(Excerpted records begins)
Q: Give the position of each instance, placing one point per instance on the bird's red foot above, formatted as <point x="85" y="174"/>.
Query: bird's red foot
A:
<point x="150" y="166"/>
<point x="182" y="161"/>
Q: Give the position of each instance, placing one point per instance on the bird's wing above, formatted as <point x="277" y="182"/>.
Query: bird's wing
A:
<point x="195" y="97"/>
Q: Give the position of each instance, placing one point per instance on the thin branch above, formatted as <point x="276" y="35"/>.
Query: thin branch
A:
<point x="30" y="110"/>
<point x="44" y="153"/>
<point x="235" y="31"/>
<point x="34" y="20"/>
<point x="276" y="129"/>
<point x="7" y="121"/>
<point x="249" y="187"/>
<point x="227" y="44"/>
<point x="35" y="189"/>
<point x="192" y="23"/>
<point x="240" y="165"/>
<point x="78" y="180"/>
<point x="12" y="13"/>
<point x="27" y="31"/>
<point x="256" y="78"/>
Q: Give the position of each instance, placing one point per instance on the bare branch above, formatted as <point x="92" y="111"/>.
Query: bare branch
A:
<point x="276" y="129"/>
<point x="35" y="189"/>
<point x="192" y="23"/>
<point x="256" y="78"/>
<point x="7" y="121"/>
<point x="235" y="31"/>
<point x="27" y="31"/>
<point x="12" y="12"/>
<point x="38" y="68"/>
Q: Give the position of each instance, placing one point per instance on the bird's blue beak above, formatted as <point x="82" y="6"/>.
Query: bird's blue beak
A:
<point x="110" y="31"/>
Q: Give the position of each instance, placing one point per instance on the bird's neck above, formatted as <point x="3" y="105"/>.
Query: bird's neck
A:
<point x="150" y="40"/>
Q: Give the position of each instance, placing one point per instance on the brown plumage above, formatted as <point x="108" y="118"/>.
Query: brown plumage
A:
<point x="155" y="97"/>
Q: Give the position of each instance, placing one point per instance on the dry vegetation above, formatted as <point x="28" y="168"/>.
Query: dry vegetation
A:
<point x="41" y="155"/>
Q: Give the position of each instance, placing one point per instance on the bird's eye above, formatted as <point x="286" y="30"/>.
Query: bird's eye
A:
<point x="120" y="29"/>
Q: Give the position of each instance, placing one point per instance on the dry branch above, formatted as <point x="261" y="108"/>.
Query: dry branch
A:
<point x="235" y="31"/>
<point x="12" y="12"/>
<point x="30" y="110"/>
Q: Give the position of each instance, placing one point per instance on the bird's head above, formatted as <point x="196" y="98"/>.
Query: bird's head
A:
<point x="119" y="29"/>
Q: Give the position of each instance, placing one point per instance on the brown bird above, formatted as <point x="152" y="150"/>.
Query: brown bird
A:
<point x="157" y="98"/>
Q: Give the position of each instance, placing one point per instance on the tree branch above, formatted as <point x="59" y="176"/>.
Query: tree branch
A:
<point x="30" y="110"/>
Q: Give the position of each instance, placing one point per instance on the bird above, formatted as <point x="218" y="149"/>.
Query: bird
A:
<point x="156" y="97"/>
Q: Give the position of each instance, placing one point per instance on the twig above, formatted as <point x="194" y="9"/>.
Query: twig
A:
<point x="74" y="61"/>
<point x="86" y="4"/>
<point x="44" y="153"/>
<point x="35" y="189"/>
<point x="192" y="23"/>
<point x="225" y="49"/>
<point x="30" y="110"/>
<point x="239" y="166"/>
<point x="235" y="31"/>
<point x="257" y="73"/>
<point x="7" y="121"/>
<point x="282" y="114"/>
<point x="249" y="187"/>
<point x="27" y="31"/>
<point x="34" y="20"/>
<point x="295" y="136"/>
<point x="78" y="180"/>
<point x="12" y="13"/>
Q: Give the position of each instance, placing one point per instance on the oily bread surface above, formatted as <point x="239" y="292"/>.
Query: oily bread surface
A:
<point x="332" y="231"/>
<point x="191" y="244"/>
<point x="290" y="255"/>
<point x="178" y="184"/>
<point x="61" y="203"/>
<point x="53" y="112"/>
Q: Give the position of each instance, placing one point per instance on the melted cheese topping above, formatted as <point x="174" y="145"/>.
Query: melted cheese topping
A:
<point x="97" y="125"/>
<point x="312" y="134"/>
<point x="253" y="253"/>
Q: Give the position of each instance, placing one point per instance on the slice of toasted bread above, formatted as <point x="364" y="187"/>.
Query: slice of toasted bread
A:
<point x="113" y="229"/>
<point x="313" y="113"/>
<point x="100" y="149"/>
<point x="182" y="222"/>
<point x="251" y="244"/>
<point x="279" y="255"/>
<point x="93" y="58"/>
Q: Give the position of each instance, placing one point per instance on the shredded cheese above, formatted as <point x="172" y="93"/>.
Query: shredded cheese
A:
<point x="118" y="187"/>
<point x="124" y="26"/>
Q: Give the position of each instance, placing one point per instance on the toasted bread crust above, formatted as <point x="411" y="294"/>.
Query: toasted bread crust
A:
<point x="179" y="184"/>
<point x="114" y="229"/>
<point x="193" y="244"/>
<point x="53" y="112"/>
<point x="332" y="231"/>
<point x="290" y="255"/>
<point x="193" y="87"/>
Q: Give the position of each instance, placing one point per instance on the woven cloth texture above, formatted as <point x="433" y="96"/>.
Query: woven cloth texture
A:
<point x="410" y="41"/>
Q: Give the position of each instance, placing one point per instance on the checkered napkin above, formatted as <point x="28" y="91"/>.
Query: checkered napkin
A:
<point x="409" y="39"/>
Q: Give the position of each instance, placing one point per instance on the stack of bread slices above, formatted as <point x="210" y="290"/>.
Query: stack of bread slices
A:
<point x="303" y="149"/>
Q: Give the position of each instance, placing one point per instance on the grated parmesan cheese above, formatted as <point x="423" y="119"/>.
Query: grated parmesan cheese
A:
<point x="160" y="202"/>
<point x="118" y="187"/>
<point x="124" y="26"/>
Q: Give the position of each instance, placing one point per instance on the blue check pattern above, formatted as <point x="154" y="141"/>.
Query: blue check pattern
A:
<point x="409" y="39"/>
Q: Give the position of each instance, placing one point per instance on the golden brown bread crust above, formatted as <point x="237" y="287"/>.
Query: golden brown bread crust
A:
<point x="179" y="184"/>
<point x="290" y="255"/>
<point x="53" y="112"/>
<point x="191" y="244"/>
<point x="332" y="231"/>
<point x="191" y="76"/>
(Excerpted records ends)
» **What this task involves**: Your reply should be one number: how many lines in the records contain "bare".

» **Output of the task**: 2